◆ GIVEN INFORMATION

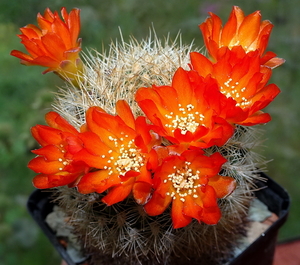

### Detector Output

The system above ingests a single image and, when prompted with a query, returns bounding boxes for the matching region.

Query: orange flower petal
[208,175,236,198]
[171,199,192,229]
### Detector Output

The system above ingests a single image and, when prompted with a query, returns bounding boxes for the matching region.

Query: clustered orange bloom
[22,7,283,228]
[11,8,82,77]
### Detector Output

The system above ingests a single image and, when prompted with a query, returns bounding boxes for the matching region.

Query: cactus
[12,4,283,265]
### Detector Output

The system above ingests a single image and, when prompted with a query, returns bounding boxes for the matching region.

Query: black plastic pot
[27,173,290,265]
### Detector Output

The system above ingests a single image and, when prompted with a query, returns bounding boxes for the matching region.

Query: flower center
[164,162,201,202]
[165,104,205,134]
[102,135,145,175]
[220,78,251,108]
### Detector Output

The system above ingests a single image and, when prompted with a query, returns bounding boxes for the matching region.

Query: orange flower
[199,6,284,68]
[28,112,88,189]
[144,149,236,228]
[77,101,160,205]
[190,46,280,125]
[11,8,82,77]
[136,68,234,148]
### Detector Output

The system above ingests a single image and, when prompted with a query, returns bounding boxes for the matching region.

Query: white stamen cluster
[102,135,145,175]
[220,78,251,107]
[165,104,205,135]
[164,161,201,202]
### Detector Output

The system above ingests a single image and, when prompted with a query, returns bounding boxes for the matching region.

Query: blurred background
[0,0,300,265]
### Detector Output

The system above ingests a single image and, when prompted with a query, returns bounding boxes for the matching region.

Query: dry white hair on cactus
[49,29,263,264]
[54,30,197,127]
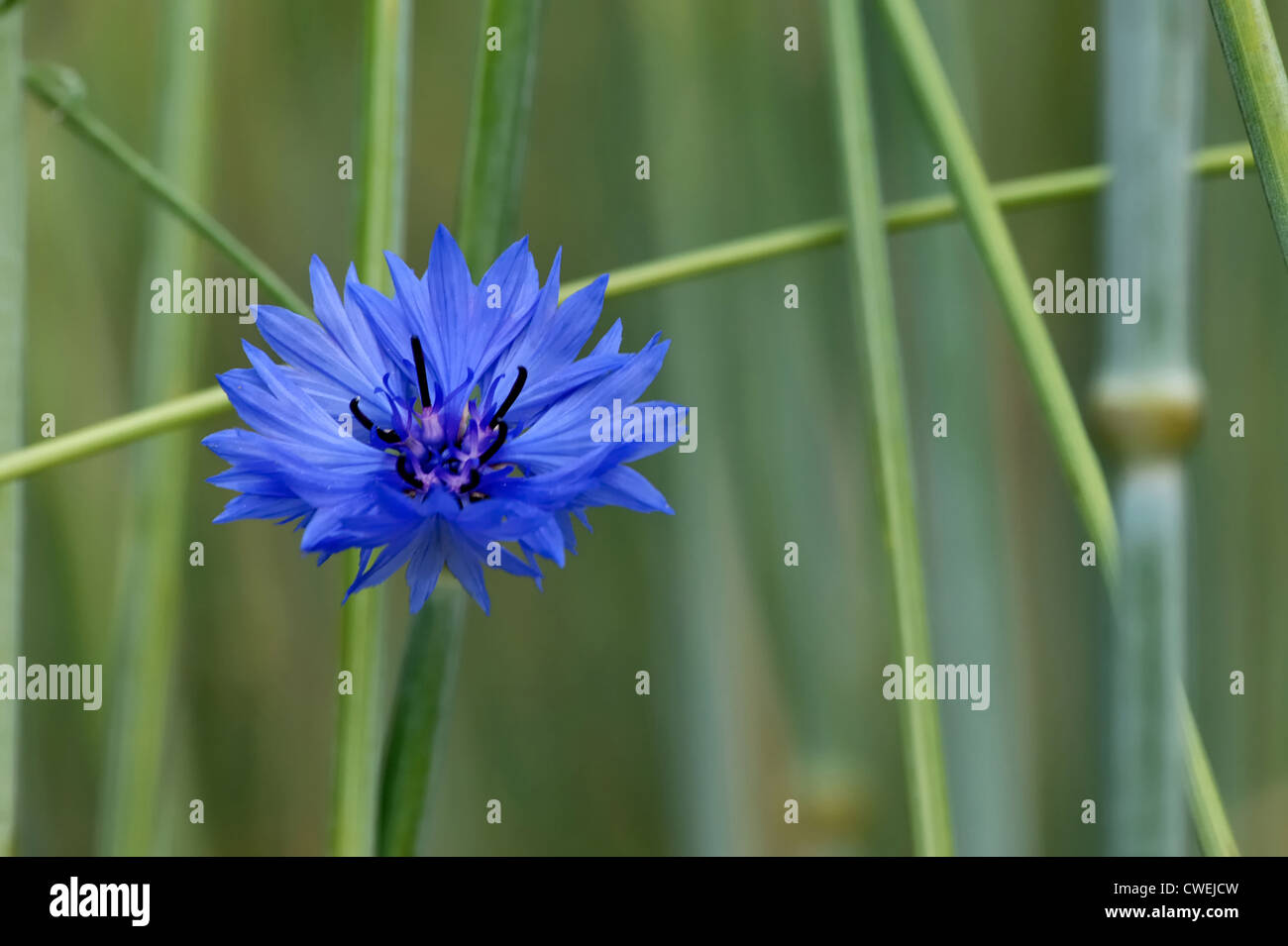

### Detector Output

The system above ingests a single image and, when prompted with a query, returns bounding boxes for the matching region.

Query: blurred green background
[10,0,1288,855]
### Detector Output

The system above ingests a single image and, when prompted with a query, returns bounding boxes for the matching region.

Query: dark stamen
[480,421,510,466]
[398,456,422,489]
[488,365,528,427]
[411,335,432,410]
[349,397,376,430]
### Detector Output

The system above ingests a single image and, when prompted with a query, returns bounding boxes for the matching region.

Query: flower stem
[456,0,542,272]
[331,0,411,855]
[880,0,1225,849]
[99,0,213,856]
[827,0,953,855]
[377,580,465,857]
[0,5,27,856]
[0,142,1252,482]
[1208,0,1288,260]
[26,64,310,313]
[378,0,541,856]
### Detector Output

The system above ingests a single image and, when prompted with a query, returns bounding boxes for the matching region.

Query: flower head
[202,227,679,611]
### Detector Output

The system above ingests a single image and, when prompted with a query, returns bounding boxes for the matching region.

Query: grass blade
[1179,689,1239,857]
[99,0,211,856]
[26,64,312,313]
[331,0,411,856]
[0,4,27,856]
[456,0,542,272]
[1092,0,1203,856]
[881,0,1224,859]
[827,0,953,855]
[881,0,1118,573]
[378,589,465,857]
[0,142,1252,482]
[1208,0,1288,262]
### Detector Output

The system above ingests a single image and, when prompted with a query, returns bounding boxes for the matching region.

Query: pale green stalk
[456,0,542,275]
[99,0,211,856]
[0,4,29,856]
[872,0,1035,856]
[880,0,1224,849]
[0,142,1252,482]
[1179,689,1239,857]
[827,0,953,855]
[377,589,465,857]
[26,63,312,313]
[881,0,1118,573]
[1208,0,1288,260]
[1094,0,1203,856]
[378,0,541,855]
[331,0,412,856]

◆ EXERCISE OBJECTIVE
Please give all the lines above again with "Detector Output" swapped for "Model Output" and nothing else changed. Leave the pictures out.

◆ FULL RESPONSE
### Model Output

The system above ingests a single image and, when prompted with a query, returns bounding boxes for the matching region.

Query: orange flower petal
[208,175,236,198]
[171,199,192,229]
### Model Output

The system above ingests a single image and, when prompted with a query, returns bounding boxes for the matching region.

Query: clustered orange bloom
[22,7,283,228]
[11,8,82,77]
### Model Output

The system above ingests a single image and, when prompted with a query, returns bounding boxes for the matching region.

Query: cactus
[12,4,283,265]
### Model Output

The system above ingests a single image and, when prompted with a query, returns bounding boxes for the matching region.

Query: black plastic pot
[27,173,290,265]
### Model Output

The system above ingests a single image and, when prompted with a query, returns bounding boxes for the matching region.

Query: flower center
[164,162,201,202]
[165,104,205,134]
[102,135,145,175]
[220,78,251,108]
### Model Output

The system above ingests a single image and, when prompted with a query, returns bounding boxes for the matching region.

Query: orange flower
[199,6,284,68]
[28,112,88,189]
[144,149,236,228]
[77,101,160,205]
[190,46,280,125]
[11,8,82,77]
[136,68,234,148]
### Model Output

The system above ingests a single image and, when prompted with a query, returns bounding boxes for the matching region.

Query: white stamen cluster
[102,135,145,175]
[220,78,251,107]
[165,104,205,135]
[164,161,201,202]
### Model Output

The system above ingests a single image and, when prompted with a query, returns bounding boxes for the matching region.

Query: blurred background
[0,0,300,265]
### Model Output

The system above ingests a single image and, when prompted with a query, returns bounding boxes for the matching region.

Query: dry white hair on cactus
[49,29,263,264]
[54,30,197,127]

### Model Output

The system above ingests a single image and, when prompted with a query, returns bounding boxes for the matching region.

Query: blurred green background
[10,0,1288,855]
### Model Output

The system above ingests a single image and, when prompted with a query, returns bounding boxes for the matching region.

Query: dark stamen
[480,421,510,466]
[398,456,422,489]
[488,365,528,427]
[411,335,432,410]
[349,397,376,430]
### Model Output

The system above ingests a single image and, when prompted with a query, returns bounding boxes for the matching region.

Query: flower stem
[456,0,542,272]
[331,0,411,855]
[880,0,1225,849]
[99,0,213,856]
[827,0,953,855]
[377,580,465,857]
[0,5,27,856]
[0,142,1252,482]
[1208,0,1288,260]
[26,64,310,313]
[378,0,541,856]
### Model Output

The system above ingests a single image and, when prompted with a query, returns bounding boxes for the matching region.

Query: flower head
[202,227,679,611]
### Model Output

The system above ingests a single image and, when prompted with a query, returns bounding boxes for the matching region.

Query: grass blade
[1179,689,1239,857]
[99,0,211,856]
[26,64,312,313]
[331,0,411,856]
[0,4,27,856]
[456,0,542,272]
[1092,0,1203,856]
[881,0,1224,859]
[827,0,953,855]
[881,0,1118,573]
[378,589,465,857]
[0,142,1252,482]
[1208,0,1288,262]
### Model Output

The system above ingests a single image and, when prompted with a query, returns bounding boxes for the matching region.

Query: pale green stalk
[456,0,542,275]
[99,0,211,856]
[0,4,29,856]
[872,0,1035,856]
[880,0,1224,849]
[0,142,1252,482]
[1179,689,1239,857]
[827,0,953,855]
[377,589,465,857]
[26,63,312,313]
[881,0,1118,573]
[1208,0,1288,260]
[1094,0,1203,856]
[378,0,541,855]
[331,0,412,856]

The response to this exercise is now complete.